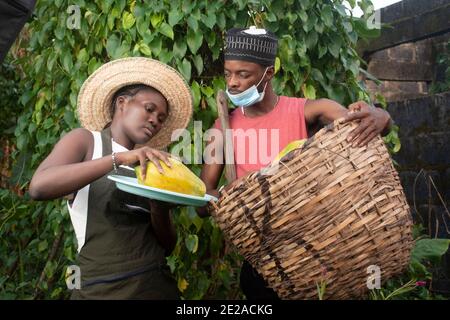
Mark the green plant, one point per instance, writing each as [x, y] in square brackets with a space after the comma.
[317, 58]
[443, 61]
[412, 285]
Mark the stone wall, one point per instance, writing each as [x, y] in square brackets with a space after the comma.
[424, 168]
[404, 57]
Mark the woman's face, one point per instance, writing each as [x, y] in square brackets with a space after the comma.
[143, 114]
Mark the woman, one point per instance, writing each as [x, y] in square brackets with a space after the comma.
[122, 238]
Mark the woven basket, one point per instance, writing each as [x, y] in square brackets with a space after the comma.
[323, 216]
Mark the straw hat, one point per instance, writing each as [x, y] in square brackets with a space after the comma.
[94, 99]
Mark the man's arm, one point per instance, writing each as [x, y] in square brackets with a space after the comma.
[211, 172]
[372, 120]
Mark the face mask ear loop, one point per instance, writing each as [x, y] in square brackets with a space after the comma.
[265, 71]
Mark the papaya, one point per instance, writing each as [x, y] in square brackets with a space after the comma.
[291, 146]
[178, 178]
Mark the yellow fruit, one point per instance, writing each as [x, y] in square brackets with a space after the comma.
[291, 146]
[178, 178]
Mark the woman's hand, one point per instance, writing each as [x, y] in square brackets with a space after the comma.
[143, 154]
[373, 121]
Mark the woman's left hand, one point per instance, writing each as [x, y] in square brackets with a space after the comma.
[373, 121]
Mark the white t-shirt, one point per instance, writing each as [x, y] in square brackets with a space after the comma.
[79, 208]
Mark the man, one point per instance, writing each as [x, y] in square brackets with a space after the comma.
[249, 68]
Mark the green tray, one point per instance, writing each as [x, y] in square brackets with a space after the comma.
[131, 185]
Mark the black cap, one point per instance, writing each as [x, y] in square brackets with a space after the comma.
[253, 45]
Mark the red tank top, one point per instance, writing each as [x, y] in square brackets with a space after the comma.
[257, 141]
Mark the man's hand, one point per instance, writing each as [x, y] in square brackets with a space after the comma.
[373, 121]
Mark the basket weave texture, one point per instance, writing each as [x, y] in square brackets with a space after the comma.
[324, 216]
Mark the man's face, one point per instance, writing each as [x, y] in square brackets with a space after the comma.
[241, 75]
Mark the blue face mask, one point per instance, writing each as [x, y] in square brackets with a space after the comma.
[248, 97]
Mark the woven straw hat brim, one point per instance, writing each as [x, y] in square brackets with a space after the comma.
[94, 99]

EXERCISE INSTRUCTIONS:
Render the listing above as a two-column CSV with the header row label_text,points. Give one row for each line that begins with "Mark", with that line in label_text and the coordinates beneath it in points. Put every field in double quotes, join multiple coordinates with spaces instead of line breaks, and leave out the pictures.

WRITTEN ANSWER:
label_text,points
"Mark the green plant, one point per instance, writing each as [x, y] in square brackets with a space after the comma.","[317, 58] [443, 61] [412, 285]"
"Mark the stone wall, one point per instance, writing each as [x, y] in square brackets with a space after the comma.","[424, 168] [404, 57]"
"Mark the woman's face, one point per instance, writing each as [x, y] in square brackets with a space after the comma.","[143, 114]"
"Mark the woman, one point per instance, writing each as [x, y] in square brackets with a space after the comma.","[122, 238]"
"Mark the woven basket, one point per instance, writing each as [x, y] in square brackets with a space after the comma.","[323, 216]"
"Mark the straw hat, one point per instance, writing each as [x, y] in square brackets with a space after the comma.","[94, 99]"
"Mark the man's arm, one point per instance, writing each as [x, y] in square brackets with a space after the comma.","[211, 172] [372, 120]"
"Mark the face mask ear loop, one point per instance, writing each as [x, y] in square brackets with a space after the comma.","[265, 71]"
"Mark the papaya, one point per instance, writing each as [x, y] in square brackets with a space after the comma.","[291, 146] [178, 178]"
"Mark the yellow fruit, one point per instance, writing each as [x, y] in square brackets with a space after the comma.","[291, 146] [178, 178]"
"Mark the woman's hand, one point per instance, writing each as [x, y] in square brackets with a space after the comma.","[143, 154] [373, 121]"
"Mark the woman's left hand, one point per instance, writing each as [x, y] in square brackets with a space after the comma.","[373, 121]"
"Mark the white t-shirt, one point per instance, writing each as [x, y] in square brackets with a space after the comma.","[79, 208]"
"Mark the man, one point per instance, writing each as [x, y] in square brackets with a space after the comma.","[249, 68]"
"Mark the green tray, one point per instance, writing each as [x, y] in square brackets with a space after the comma.","[131, 185]"
"Mark the black cap, one point per instance, writing each as [x, y] in square brackets with a space after the comma.","[253, 45]"
"Mark the red tank top, one point per instance, writing each as [x, y] in square brackets with a space after the comma.","[257, 141]"
"Mark the man's hand, one point per instance, writing each as [x, y] in square brackets with a space after the comma.","[373, 121]"
"Mark the basket weave texture, one point per instance, writing each as [x, y] in square brackets with a space after the comma.","[324, 216]"
"Mark the man's face, one point per instance, writing each as [x, y] in square brackets with a space after the comma.","[241, 75]"
"Mark the blue face mask, one point per instance, writing each as [x, y] in square brackets with a space after the comma.","[248, 97]"
"Mark the woven straw hat brim, one point per instance, writing each as [x, y] in square brackets with a space after the comma.","[94, 99]"